◆ **Problem description**:
Write out, exactly and in full, the records given below, but not their pictures.

### Information provided

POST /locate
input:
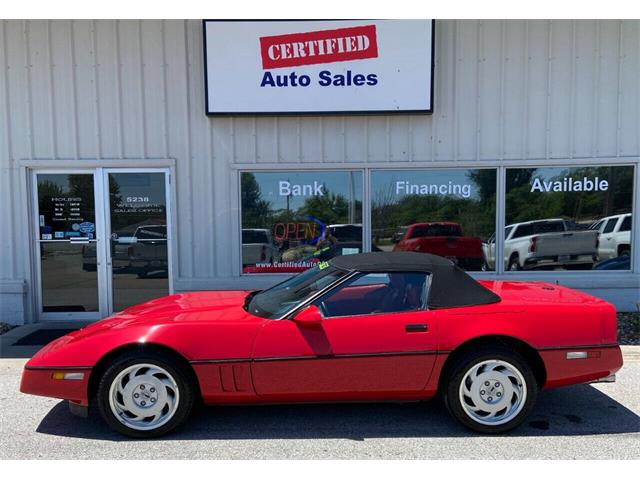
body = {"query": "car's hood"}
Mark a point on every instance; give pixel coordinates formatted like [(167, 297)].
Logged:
[(196, 306)]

######

◆ **Response area**:
POST /locate
input:
body = {"query": "car's hood"}
Mark a point on every instance; give pixel coordinates formatted like [(167, 297)].
Logged:
[(196, 306)]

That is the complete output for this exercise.